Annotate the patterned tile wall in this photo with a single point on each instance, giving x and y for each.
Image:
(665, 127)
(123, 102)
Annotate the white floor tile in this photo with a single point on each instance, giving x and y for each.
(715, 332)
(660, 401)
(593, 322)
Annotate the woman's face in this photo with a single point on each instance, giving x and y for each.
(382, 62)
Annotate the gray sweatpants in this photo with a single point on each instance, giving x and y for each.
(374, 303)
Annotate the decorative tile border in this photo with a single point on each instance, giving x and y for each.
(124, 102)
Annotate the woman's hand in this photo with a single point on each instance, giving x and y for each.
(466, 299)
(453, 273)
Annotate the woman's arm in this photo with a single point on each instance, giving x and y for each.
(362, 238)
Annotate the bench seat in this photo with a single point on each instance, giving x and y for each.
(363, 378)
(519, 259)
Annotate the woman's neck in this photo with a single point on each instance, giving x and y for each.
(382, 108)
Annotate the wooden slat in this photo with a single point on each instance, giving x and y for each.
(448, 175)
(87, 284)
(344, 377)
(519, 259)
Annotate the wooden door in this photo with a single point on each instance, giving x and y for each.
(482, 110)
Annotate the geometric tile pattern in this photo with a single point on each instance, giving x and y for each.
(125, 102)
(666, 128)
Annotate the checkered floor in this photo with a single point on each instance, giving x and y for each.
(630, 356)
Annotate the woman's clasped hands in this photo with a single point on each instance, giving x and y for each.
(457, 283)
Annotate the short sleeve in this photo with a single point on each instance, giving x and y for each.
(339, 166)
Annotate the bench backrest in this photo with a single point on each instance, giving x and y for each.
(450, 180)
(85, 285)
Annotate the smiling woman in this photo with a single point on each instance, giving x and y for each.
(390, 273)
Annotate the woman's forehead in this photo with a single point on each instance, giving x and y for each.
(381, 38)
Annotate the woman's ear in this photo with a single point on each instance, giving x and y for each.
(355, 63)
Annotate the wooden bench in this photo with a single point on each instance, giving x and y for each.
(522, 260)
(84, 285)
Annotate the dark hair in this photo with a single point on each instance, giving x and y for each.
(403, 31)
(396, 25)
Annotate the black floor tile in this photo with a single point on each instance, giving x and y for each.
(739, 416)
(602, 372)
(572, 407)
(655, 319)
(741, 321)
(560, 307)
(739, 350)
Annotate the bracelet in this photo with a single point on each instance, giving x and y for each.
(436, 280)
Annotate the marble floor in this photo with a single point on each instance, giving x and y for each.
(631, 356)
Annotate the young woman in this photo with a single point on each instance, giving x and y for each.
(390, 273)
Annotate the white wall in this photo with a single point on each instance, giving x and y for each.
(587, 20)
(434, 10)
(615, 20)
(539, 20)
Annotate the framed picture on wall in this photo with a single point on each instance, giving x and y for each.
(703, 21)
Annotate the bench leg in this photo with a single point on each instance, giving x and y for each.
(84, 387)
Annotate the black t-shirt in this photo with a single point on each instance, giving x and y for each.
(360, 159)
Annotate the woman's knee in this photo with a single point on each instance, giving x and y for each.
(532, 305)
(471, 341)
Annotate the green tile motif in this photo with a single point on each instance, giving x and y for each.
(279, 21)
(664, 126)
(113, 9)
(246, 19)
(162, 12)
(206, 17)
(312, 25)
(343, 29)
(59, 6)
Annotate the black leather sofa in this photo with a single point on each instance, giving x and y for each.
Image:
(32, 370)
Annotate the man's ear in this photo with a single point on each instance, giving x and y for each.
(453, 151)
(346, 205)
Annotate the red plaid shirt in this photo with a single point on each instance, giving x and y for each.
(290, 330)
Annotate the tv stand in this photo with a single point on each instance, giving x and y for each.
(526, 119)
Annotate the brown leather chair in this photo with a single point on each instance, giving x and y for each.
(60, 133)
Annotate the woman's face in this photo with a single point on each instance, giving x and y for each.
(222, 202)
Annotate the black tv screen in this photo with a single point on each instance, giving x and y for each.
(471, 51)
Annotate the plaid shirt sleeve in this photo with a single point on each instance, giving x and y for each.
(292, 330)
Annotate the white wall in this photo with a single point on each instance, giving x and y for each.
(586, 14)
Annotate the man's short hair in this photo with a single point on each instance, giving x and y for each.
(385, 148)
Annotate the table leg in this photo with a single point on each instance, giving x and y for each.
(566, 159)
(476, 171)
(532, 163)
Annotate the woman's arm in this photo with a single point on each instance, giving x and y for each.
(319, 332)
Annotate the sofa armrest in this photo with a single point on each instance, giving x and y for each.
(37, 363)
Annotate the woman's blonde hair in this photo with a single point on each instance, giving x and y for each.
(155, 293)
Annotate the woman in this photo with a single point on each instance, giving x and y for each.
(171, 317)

### THE PROBLEM
Output the records exactly, including every line.

### RESPONSE
Annotate the patterned tile wall in this photo with a single point on each instance, giving x and y for each.
Image:
(665, 127)
(123, 102)
Annotate the white floor tile in this photo with a single point on each instance, giving x and y for each.
(715, 332)
(660, 401)
(593, 322)
Annotate the woman's face in this photo with a single point on each instance, giving x and y for each.
(382, 62)
Annotate the gray sweatpants in this photo with a single point on each instance, giving x and y for each.
(374, 303)
Annotate the decorative tile border in this photo with a single point on each instance, giving x and y for each.
(124, 102)
Annotate the woman's hand in this photo with a single point on each instance, giving x and y for each.
(466, 299)
(453, 273)
Annotate the woman's arm in this photo with a single point on each instance, giving x and y for each.
(362, 238)
Annotate the bench seat in this photo with a single point on each instance, giving x and y for each.
(363, 378)
(519, 259)
Annotate the woman's neck in this photo with a single point on each instance, giving x and y for each.
(382, 108)
Annotate the wooden slat in this photo with a single point on each instance, giving x and y for each.
(448, 175)
(87, 284)
(344, 377)
(519, 259)
Annotate the wooden door in this photo with a single point on each instance, giving x and y for each.
(482, 110)
Annotate the geometric tile pattern in this photo with a single point on each instance, giving x and y for each.
(125, 102)
(666, 128)
Annotate the checkered floor in this photo with a single point on each instance, giving x and y for each.
(630, 356)
Annotate the woman's clasped hands in this photo with a single point on each instance, giving x and y for each.
(457, 283)
Annotate the short sleeve in this photo with a single point on each instance, giving x and y for each.
(339, 166)
Annotate the bench backrest in this photo with a single point on each instance, giving x and y for each.
(450, 180)
(85, 285)
Annotate the smiling woman in this photo with a single point on each instance, giving x and y for each.
(390, 273)
Annotate the woman's forehead in this photo with a single point on each instance, giving x and y for each.
(381, 38)
Annotate the woman's ear in this photo with a single point on each instance, giving x and y for each.
(355, 63)
Annotate the wooden bench in this photo with a single point on each instance, giving x and y for each.
(522, 260)
(84, 285)
Annotate the dark hair in this photo with a single point on each instance, giving x and y for each.
(403, 31)
(396, 25)
Annotate the black floor tile in this photo with a single point on each instance, giving x and y for each.
(739, 416)
(602, 372)
(572, 407)
(655, 319)
(741, 321)
(560, 307)
(739, 350)
Annotate the bracelet in this photo with a single point on each instance, giving x and y for each.
(436, 280)
Annotate the marble floor in this photo with a single point on each instance, giving x and y for each.
(631, 356)
Annotate the young woman in this photo with a single point on each instance, giving x and y for each.
(390, 273)
Annotate the white wall in this photo with a single point on each instance, giving x and y for each.
(587, 20)
(434, 10)
(615, 20)
(539, 20)
Annotate the framed picture on wall in this photo with a single point on each instance, giving x and y for each.
(703, 21)
Annotate the bench leg in this photo with a single point on each instance, giving x and y for each.
(84, 387)
Annotate the black t-shirt in this photo with a single point on each instance, giving x and y for each.
(360, 159)
Annotate the woman's knee in this photo with a single point on each instance, giving x and y for each.
(532, 305)
(471, 341)
Annotate the green tile motif in this photo with a single point on each instance, giving x and y for each.
(279, 21)
(664, 126)
(113, 9)
(246, 19)
(162, 12)
(206, 17)
(312, 25)
(343, 29)
(59, 6)
Annotate the black leather sofa in this photo with a single point on each instance, giving x and y for each.
Image:
(32, 370)
Annotate the man's ear in this photo with a single point on each instance, giving x and y for each.
(453, 151)
(346, 205)
Annotate the red plaid shirt in this photo with a single point on each instance, giving x and y for each.
(290, 330)
Annotate the tv stand in this photo with a single point on each instance, giving x and y for each.
(526, 119)
Annotate the brown leather chair in this photo with a single point on each instance, giving x and y for each.
(60, 133)
Annotate the woman's face in this photo with a single point on each instance, giving x and y for each.
(222, 202)
Annotate the black tv screen in this photo with a single point on each instance, giving x and y for each.
(471, 51)
Annotate the plaid shirt sleeve in this photo with a single point on each instance, giving x and y for each.
(292, 330)
Annotate the white wall in this photo with a single point on each instance, giving x and y for each.
(586, 14)
Annotate the man's short hair in this photo with a single point on each instance, giving x and y for each.
(385, 148)
Annotate the table leg in this photo with a single point on each instance, giving x and y for each.
(566, 159)
(476, 171)
(532, 163)
Annotate the woman's arm in this photo with a single point on each instance, giving x and y for each.
(319, 332)
Annotate the sofa armrest in this photo with a single point on each instance, giving x and y for each.
(37, 363)
Annotate the woman's blonde hair in this photo with a single point on each instance, giving x and y for each.
(155, 293)
Annotate the woman in this photo with a single point on each instance, giving x and y for each.
(171, 317)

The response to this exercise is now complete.